* START Listing *
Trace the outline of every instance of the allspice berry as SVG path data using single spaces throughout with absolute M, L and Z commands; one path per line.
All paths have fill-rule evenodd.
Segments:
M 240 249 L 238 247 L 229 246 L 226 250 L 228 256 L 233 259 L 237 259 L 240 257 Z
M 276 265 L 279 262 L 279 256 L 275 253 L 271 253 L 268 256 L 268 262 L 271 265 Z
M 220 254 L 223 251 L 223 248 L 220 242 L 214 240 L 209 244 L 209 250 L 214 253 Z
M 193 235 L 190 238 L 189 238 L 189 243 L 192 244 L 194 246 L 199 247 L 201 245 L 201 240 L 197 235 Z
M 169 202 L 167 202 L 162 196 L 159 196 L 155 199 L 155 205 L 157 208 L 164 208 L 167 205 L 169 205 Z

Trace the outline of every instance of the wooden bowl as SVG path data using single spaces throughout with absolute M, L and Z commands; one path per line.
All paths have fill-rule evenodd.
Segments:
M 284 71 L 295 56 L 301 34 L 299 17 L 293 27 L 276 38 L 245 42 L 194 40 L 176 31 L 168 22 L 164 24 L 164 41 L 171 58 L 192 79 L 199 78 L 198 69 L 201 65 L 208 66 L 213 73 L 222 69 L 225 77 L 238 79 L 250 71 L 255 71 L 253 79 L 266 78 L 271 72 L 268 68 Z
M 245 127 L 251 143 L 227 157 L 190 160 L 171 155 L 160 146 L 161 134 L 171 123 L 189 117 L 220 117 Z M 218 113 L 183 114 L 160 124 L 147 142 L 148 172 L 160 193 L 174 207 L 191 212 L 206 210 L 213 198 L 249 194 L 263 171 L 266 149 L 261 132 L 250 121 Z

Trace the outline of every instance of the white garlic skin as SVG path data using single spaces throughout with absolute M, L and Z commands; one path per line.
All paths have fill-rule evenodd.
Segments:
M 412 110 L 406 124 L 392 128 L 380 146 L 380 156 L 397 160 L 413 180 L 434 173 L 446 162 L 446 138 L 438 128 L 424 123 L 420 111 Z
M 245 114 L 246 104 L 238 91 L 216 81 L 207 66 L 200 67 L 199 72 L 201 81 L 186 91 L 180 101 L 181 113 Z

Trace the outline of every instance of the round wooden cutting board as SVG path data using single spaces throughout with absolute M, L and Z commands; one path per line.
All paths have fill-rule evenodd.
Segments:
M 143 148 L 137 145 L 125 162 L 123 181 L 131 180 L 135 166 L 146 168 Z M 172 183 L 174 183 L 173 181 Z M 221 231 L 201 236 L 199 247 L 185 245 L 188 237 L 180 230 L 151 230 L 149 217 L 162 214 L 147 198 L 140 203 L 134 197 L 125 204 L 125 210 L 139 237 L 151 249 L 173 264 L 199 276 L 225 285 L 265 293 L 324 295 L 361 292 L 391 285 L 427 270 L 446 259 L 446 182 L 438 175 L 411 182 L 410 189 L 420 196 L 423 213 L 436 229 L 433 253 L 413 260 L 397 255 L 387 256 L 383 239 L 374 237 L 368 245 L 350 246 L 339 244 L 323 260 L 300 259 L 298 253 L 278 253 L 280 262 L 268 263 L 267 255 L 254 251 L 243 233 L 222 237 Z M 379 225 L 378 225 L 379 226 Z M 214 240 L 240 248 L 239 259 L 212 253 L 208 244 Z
* END Listing *
== What needs to be done ==
Please present every line of the items above as a single numbered list, omitting the blank lines.

== Response below ==
1. Trace the outline of every instance of the allspice berry as SVG path data using single spaces throughout with absolute M, L and Z commands; one path per line.
2. All paths have fill-rule evenodd.
3. Segments:
4. M 240 249 L 238 247 L 229 246 L 226 250 L 228 256 L 233 259 L 237 259 L 240 257 Z
5. M 276 265 L 279 262 L 279 256 L 275 253 L 271 253 L 268 256 L 268 262 L 271 265 Z
6. M 220 254 L 223 251 L 223 248 L 220 242 L 214 240 L 209 244 L 209 250 L 214 253 Z
7. M 193 235 L 190 238 L 189 238 L 189 243 L 192 244 L 194 246 L 199 247 L 201 245 L 201 240 L 197 235 Z
8. M 169 202 L 167 202 L 162 196 L 159 196 L 155 199 L 155 205 L 157 208 L 164 208 L 167 205 L 169 205 Z
9. Trace the outline of every instance of the wooden bowl as SVG path data using single spaces throughout with absolute M, L and Z commands; one path per line.
10. All paths have fill-rule evenodd.
11. Segments:
12. M 284 71 L 295 56 L 301 34 L 299 17 L 293 27 L 276 38 L 245 42 L 194 40 L 176 31 L 168 22 L 164 24 L 164 41 L 171 58 L 192 79 L 199 78 L 198 69 L 201 65 L 208 66 L 213 73 L 222 69 L 225 77 L 238 79 L 250 71 L 255 71 L 253 79 L 266 78 L 271 72 L 268 68 Z
13. M 245 127 L 251 143 L 227 157 L 190 160 L 171 155 L 160 146 L 161 134 L 171 123 L 189 117 L 220 117 Z M 218 113 L 183 114 L 160 124 L 147 142 L 148 172 L 160 193 L 174 207 L 191 212 L 206 210 L 213 198 L 249 194 L 263 171 L 266 149 L 261 132 L 250 121 Z
14. Trace the outline of every instance of the white garlic skin as SVG path data using single spaces throughout with absolute M, L and Z commands; one path per line.
15. All paths have fill-rule evenodd.
16. Segments:
17. M 412 110 L 406 124 L 392 128 L 380 146 L 380 156 L 397 160 L 413 180 L 434 173 L 446 162 L 446 138 L 438 128 L 424 123 L 420 111 Z
18. M 245 114 L 246 104 L 238 91 L 216 81 L 207 66 L 200 67 L 199 72 L 201 81 L 186 91 L 180 101 L 181 113 Z
19. Trace the outline of every instance of the round wooden cutting board as SVG path data using single spaces throughout with absolute M, L and Z commands; one path per line.
20. All paths have fill-rule evenodd.
21. Segments:
22. M 143 148 L 137 145 L 125 162 L 123 181 L 131 180 L 135 166 L 146 168 Z M 172 183 L 174 183 L 173 181 Z M 221 231 L 201 236 L 199 247 L 185 245 L 188 237 L 180 230 L 151 230 L 149 217 L 162 214 L 147 198 L 140 203 L 134 197 L 125 204 L 125 210 L 139 237 L 151 249 L 173 264 L 199 276 L 225 285 L 265 293 L 324 295 L 361 292 L 391 285 L 427 270 L 446 259 L 446 182 L 438 175 L 411 182 L 410 189 L 420 196 L 423 213 L 436 229 L 433 253 L 413 260 L 397 255 L 387 256 L 383 239 L 374 237 L 368 245 L 350 246 L 339 244 L 323 260 L 300 259 L 298 253 L 278 253 L 280 262 L 268 263 L 267 255 L 254 251 L 243 233 L 222 237 Z M 379 225 L 378 225 L 379 226 Z M 214 240 L 240 248 L 239 259 L 212 253 L 208 244 Z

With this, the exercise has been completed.